▸ **Supplied passage**
High Powered Rifle

KMAX

New member
What is a high powered rifle? According to most news media an AR15 is. I consider it an intermediate powered rifle along with the 7.62x39. My high powered rifle is my 270 Winchester, but how would those who know about rifles classify the calibers? High, Intermediate, Low, etc.? Where do you draw the lines? What are your thoughts?
 

Jimro

New member
A "High Powered Rifle" is a pretty meaningless definition. Basically it means any modern centerfire rifle shooting a bottleneck style cartridge. There isn't exactly a category "Low Powered Rifle" to define it against, even though many straight wall cartridges produce more energy and momentum than bottleneck cartridges (454 casull versus 22 hornet for example).

However, "High Power Rifle" is a shooting discipline, and one of the categories is "service rifle" which includes the AR-15 setup up as an M16A2 or A4 look alike.

So "High Powered Rifle" is just as meaningluss as "Assault Weapon." All it does is make something normal seem a little scarier to make the sheeple afraid.

Jimro
 

Art Eatman

Staff in Memoriam
Pretty much anything the media says is wrong. About the same as Hollywood gun handling.

In the world of real shooters, it's reasonable to call such as the .22 Hornet "low-power", in comparison to such as the .270. By that standard, the .223 and on up to maybe the .30-30 are "medium power".

Such as the .308 and others of similar performance get into the "high power" description.

These are but approximations. I don't see much point in arguing about this cartridge or that, when it comes to which group it "really oughta" be in. :)

A problem for the media is that they've rarely even heard of such cartridges as the .22-250 or the .220 Swift. If a cartridge is "military", the media mind has it that it MUST be "high power". Unfortunately, that's also the case for too many of our politicians at all levels of government.

▸ **Extracted material**
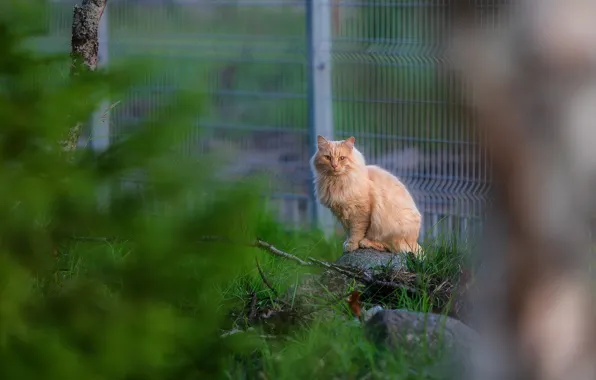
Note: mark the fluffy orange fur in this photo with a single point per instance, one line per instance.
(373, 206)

---

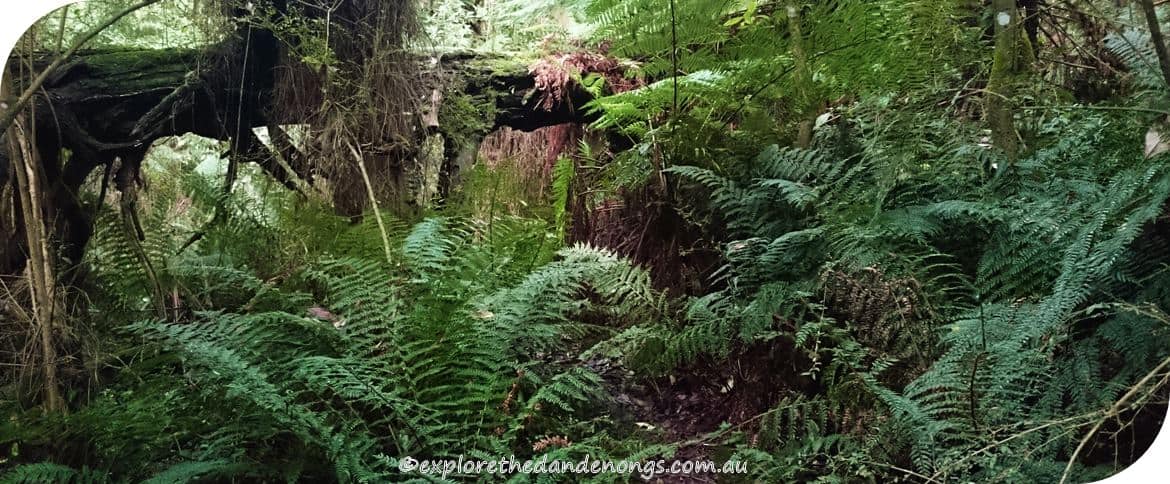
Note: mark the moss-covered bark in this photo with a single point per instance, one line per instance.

▸ **Task goal**
In the rifle forum thread, which cartridges does Art Eatman place in the "medium power" group?

▸ **Answer for the task**
The .223 on up to maybe the .30-30.